• WHAT THIS TASK INVOLVES:
Return each line of the material below that contains the string "coral", copied unchanged.

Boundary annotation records

--- begin ---

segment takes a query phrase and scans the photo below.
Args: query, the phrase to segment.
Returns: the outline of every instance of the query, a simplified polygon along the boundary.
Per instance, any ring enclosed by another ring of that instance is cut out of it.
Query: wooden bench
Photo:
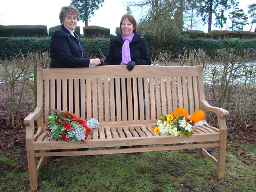
[[[151,131],[162,114],[178,107],[189,114],[199,109],[205,114],[216,113],[218,127],[203,120],[205,124],[195,129],[191,137]],[[45,123],[50,109],[74,112],[86,120],[94,117],[99,126],[87,143],[49,141]],[[228,116],[227,111],[205,100],[202,66],[138,65],[131,72],[122,65],[38,68],[37,106],[24,120],[31,188],[37,189],[37,174],[46,164],[46,157],[58,156],[197,149],[199,156],[205,155],[211,159],[218,176],[223,177]],[[116,149],[134,145],[142,147]],[[205,149],[208,147],[219,148],[217,159]],[[76,150],[86,148],[90,150]],[[56,149],[62,150],[52,151]]]

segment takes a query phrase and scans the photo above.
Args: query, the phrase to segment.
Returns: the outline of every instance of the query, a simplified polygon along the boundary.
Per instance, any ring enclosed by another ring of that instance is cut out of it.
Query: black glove
[[[135,65],[136,65],[136,63],[134,61],[129,61],[127,63],[127,69],[129,71],[132,71]]]

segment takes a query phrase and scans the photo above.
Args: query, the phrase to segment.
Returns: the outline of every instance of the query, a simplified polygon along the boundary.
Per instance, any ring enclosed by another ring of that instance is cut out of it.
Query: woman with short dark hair
[[[136,33],[137,22],[130,14],[120,20],[121,34],[110,39],[104,65],[127,65],[131,71],[135,65],[151,65],[146,40]]]
[[[67,68],[98,66],[99,58],[84,58],[85,50],[74,31],[80,12],[73,5],[62,7],[59,14],[62,26],[55,31],[50,42],[51,68]]]

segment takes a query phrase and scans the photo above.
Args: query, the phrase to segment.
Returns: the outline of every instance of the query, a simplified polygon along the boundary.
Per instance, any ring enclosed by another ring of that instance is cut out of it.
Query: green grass
[[[256,145],[238,145],[228,146],[221,179],[195,150],[51,157],[38,174],[37,192],[255,192]],[[0,191],[30,191],[26,166],[16,167],[1,168]]]

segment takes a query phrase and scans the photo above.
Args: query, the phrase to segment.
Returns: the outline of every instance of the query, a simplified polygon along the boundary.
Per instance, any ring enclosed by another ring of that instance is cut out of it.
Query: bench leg
[[[220,119],[220,118],[219,118]],[[223,178],[225,175],[225,163],[226,161],[226,150],[227,147],[227,129],[225,120],[221,119],[219,120],[219,125],[224,129],[219,130],[220,132],[220,146],[218,154],[217,175],[219,178]]]
[[[38,187],[37,173],[37,164],[34,156],[34,149],[32,141],[26,141],[27,162],[28,164],[28,174],[30,189],[36,190]]]

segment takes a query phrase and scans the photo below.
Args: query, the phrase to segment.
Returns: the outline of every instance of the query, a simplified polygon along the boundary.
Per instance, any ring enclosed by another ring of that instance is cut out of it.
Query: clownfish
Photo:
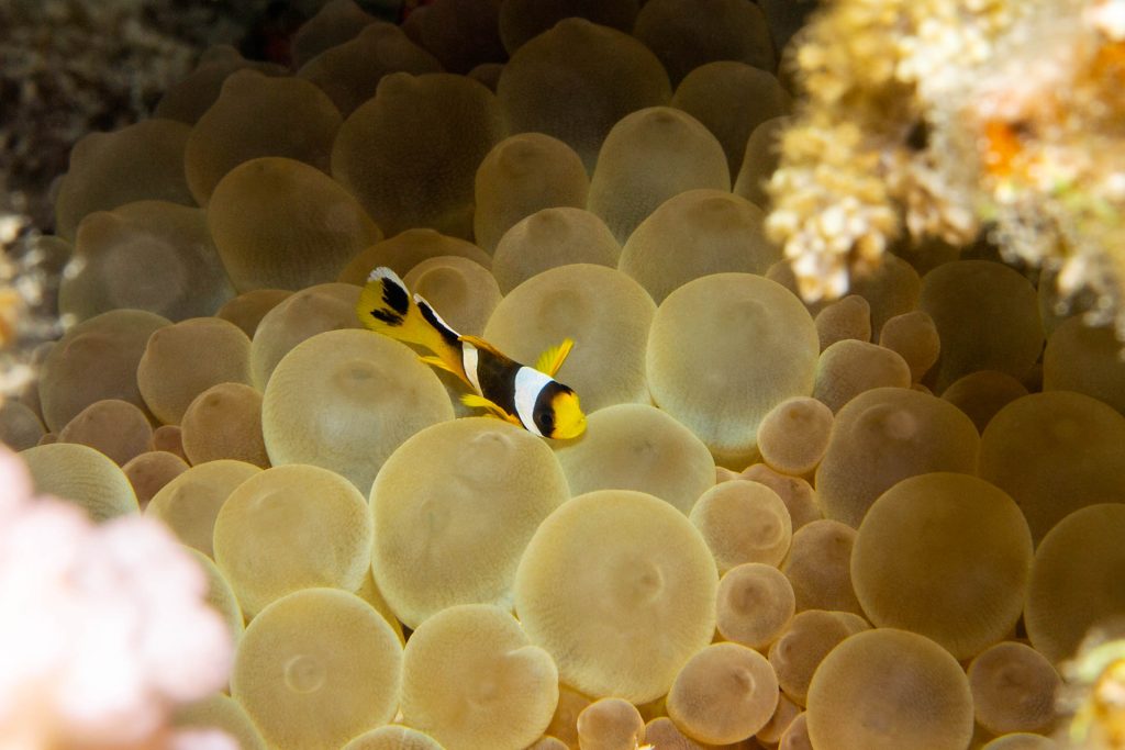
[[[585,431],[578,395],[555,380],[574,341],[547,350],[533,368],[520,364],[483,338],[453,331],[386,266],[371,271],[356,311],[368,328],[433,352],[418,359],[465,381],[475,391],[461,397],[466,406],[543,437],[568,440]]]

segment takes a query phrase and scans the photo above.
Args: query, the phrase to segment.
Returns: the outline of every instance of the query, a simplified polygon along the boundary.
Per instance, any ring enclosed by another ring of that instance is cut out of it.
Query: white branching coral
[[[235,747],[168,730],[176,705],[226,684],[233,644],[207,587],[159,523],[96,525],[35,497],[0,449],[0,749]]]
[[[1125,0],[838,0],[803,34],[768,227],[806,298],[903,228],[986,231],[1125,337]]]

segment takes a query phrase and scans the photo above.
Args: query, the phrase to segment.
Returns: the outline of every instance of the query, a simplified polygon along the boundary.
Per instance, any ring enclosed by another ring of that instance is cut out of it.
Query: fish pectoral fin
[[[431,367],[438,368],[439,370],[444,370],[446,372],[451,372],[451,373],[456,374],[458,378],[461,377],[460,372],[458,372],[453,368],[451,368],[448,364],[446,364],[446,362],[442,361],[442,359],[440,356],[429,356],[429,355],[428,356],[418,356],[418,362],[424,362],[424,363],[426,363],[426,364],[429,364]]]
[[[462,335],[458,336],[458,338],[461,340],[461,341],[464,341],[467,344],[472,344],[477,349],[483,349],[486,352],[492,352],[493,354],[498,354],[500,356],[504,356],[503,352],[501,352],[498,349],[496,349],[495,346],[493,346],[492,344],[489,344],[487,341],[485,341],[480,336],[472,336],[472,335],[469,335],[469,334],[462,334]]]
[[[490,416],[503,419],[504,422],[511,422],[520,427],[523,426],[516,417],[513,417],[511,414],[505,412],[502,406],[489,401],[484,396],[478,396],[477,394],[465,394],[461,396],[461,404],[465,404],[470,409],[488,409]]]
[[[566,355],[570,353],[572,349],[574,349],[574,338],[564,338],[558,346],[551,346],[539,355],[539,359],[536,360],[536,369],[554,378],[562,363],[566,362]]]

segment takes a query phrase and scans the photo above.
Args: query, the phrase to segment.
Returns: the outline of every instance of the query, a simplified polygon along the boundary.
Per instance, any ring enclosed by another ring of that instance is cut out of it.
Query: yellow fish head
[[[556,394],[551,410],[555,412],[555,428],[549,437],[570,440],[586,431],[586,415],[582,413],[578,395],[569,388]]]

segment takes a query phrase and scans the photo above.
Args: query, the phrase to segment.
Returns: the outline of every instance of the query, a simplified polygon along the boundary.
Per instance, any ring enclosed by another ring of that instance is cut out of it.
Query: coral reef
[[[56,82],[140,12],[29,4]],[[0,748],[1125,747],[1125,2],[387,6],[169,47],[0,214]]]
[[[809,299],[840,296],[904,228],[987,231],[1058,271],[1063,302],[1125,337],[1125,24],[1118,0],[826,6],[791,61],[806,98],[782,141],[770,227]],[[1096,155],[1095,155],[1096,154]]]

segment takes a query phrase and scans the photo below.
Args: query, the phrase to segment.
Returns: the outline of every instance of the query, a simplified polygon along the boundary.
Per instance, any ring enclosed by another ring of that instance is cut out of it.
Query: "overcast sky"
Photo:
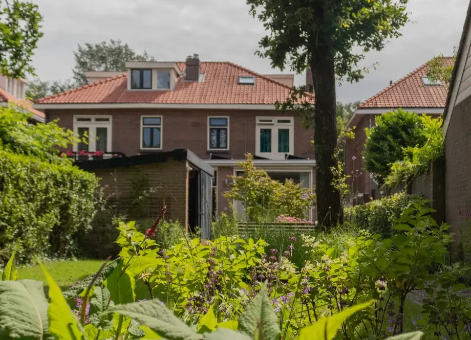
[[[378,63],[358,83],[337,90],[344,102],[363,101],[434,56],[451,55],[459,42],[469,0],[409,0],[411,22],[403,36],[363,63]],[[276,73],[254,55],[264,35],[245,0],[33,0],[44,17],[44,36],[33,61],[42,80],[71,77],[78,44],[110,38],[145,50],[159,60],[181,61],[198,53],[203,61],[230,61],[260,73]],[[289,70],[285,71],[288,72]],[[295,83],[305,83],[304,75]]]

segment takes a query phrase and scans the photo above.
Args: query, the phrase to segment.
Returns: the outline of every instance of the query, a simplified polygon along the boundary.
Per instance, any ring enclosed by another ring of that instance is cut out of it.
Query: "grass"
[[[54,278],[57,285],[65,290],[77,281],[83,280],[96,273],[101,266],[101,260],[79,260],[77,261],[55,261],[44,263],[44,266]],[[39,265],[33,267],[22,267],[18,269],[19,280],[35,280],[46,284],[42,269]]]
[[[63,291],[68,289],[71,284],[75,284],[77,281],[96,273],[103,262],[101,260],[54,261],[44,263],[44,266]],[[38,264],[32,267],[19,268],[18,279],[42,281],[45,287],[47,286],[42,269]],[[136,283],[134,291],[136,300],[150,298],[147,288],[142,280]]]

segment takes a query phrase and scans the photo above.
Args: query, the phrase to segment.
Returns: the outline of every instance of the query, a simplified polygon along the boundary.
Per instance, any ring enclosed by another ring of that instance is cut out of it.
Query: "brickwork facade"
[[[296,156],[314,159],[314,129],[306,130],[302,118],[295,114],[283,114],[277,110],[223,110],[183,109],[54,109],[48,110],[50,120],[59,119],[59,125],[73,128],[74,115],[110,115],[112,117],[112,149],[130,156],[148,152],[140,149],[141,116],[161,116],[162,147],[164,151],[189,149],[200,158],[209,158],[210,153],[234,159],[243,159],[247,152],[255,153],[256,117],[293,117],[294,151]],[[228,116],[229,125],[228,151],[208,150],[208,117]]]
[[[449,112],[448,112],[449,114]],[[459,240],[471,233],[471,97],[453,109],[445,139],[445,220]],[[461,213],[461,214],[460,213]]]

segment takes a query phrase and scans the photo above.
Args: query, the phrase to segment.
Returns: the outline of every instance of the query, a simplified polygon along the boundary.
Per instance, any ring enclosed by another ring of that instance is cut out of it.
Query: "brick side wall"
[[[154,191],[151,194],[148,207],[143,208],[145,214],[156,217],[163,205],[167,204],[167,217],[187,225],[188,175],[185,161],[170,160],[162,163],[100,169],[94,172],[100,177],[100,184],[105,187],[105,195],[107,197],[112,195],[112,202],[116,201],[117,197],[118,212],[120,207],[129,209],[130,200],[135,198],[132,197],[135,180],[139,172],[144,174]],[[128,217],[132,219],[137,216],[131,211]]]
[[[229,117],[229,146],[228,152],[218,154],[242,159],[246,153],[255,153],[255,117],[257,116],[289,116],[294,117],[294,152],[297,155],[314,158],[314,149],[311,141],[314,130],[306,130],[303,127],[299,115],[283,115],[276,110],[211,110],[181,109],[74,109],[48,110],[50,119],[59,119],[58,124],[72,129],[74,115],[106,115],[113,117],[112,151],[126,155],[141,152],[140,117],[142,115],[162,116],[162,147],[163,151],[187,148],[202,159],[207,159],[207,117],[209,116],[228,116]],[[215,152],[213,152],[215,153]]]
[[[218,211],[229,214],[231,212],[229,206],[229,201],[223,196],[223,194],[230,189],[229,186],[226,185],[226,179],[228,184],[232,182],[232,179],[228,176],[234,174],[234,169],[229,167],[218,167]]]
[[[455,240],[466,237],[469,242],[471,219],[466,216],[471,214],[471,97],[453,109],[445,150],[445,220],[452,225]]]

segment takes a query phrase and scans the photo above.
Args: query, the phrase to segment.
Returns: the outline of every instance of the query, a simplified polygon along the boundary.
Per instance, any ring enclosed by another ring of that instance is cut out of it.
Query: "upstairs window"
[[[73,146],[73,151],[111,152],[111,128],[110,116],[74,116],[74,132],[80,141]]]
[[[152,88],[152,70],[132,70],[131,88],[136,89]]]
[[[141,148],[162,149],[162,117],[141,117]]]
[[[260,117],[256,119],[255,154],[271,160],[284,160],[294,153],[293,117]]]
[[[170,71],[167,70],[157,71],[157,88],[170,88]]]
[[[254,85],[255,77],[239,77],[238,83],[239,85]]]
[[[208,118],[208,149],[229,149],[229,118]]]

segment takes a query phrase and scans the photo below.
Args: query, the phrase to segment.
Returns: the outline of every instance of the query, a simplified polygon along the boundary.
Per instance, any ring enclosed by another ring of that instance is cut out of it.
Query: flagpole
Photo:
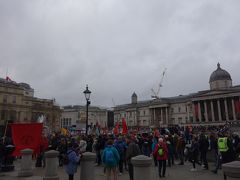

--- end ---

• SOLUTION:
Query: white branching coral
Query: coral reef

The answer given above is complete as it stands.